## [WHAT YOU HAVE TO DO]
From the data below, retype exactly the lines starting with the one that contains "target = beige apartment building" and ending with the one that contains "target = playground", both included.

━━ THE INPUT ━━

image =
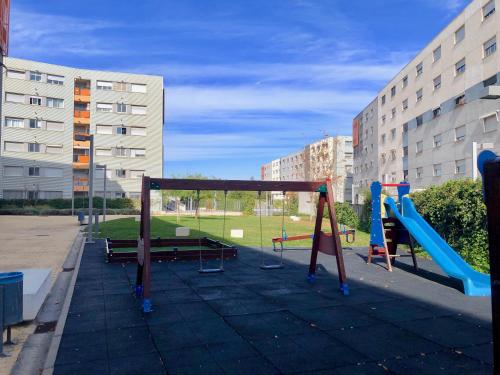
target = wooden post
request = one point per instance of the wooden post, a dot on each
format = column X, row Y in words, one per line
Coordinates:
column 339, row 257
column 491, row 184
column 146, row 236
column 316, row 237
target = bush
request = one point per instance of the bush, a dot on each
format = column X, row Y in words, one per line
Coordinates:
column 345, row 215
column 457, row 212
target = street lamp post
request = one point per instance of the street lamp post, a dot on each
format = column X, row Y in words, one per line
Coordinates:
column 104, row 167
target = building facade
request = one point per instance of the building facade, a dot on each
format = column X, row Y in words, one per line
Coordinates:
column 46, row 107
column 365, row 150
column 443, row 107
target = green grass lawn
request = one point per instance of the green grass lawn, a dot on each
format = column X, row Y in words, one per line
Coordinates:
column 211, row 226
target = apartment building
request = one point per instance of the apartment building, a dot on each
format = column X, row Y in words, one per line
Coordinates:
column 443, row 107
column 365, row 149
column 46, row 107
column 330, row 157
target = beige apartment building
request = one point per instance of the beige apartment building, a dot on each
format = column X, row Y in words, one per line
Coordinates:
column 47, row 106
column 443, row 107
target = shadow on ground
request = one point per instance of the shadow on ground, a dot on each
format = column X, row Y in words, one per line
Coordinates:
column 250, row 321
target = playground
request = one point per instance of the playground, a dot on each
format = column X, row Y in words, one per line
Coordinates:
column 255, row 311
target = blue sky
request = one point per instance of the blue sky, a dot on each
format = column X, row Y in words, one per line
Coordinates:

━━━

## [TASK RESPONSE]
target = beige apartment building
request = one point per instance of the beige apartment building, a dot on each
format = column X, row Y in words, one per line
Coordinates:
column 47, row 106
column 443, row 107
target = shadow on ground
request = one point per instance of the shadow on ground, a dot on each
format = column X, row Y in words, one per line
Coordinates:
column 250, row 321
target = playground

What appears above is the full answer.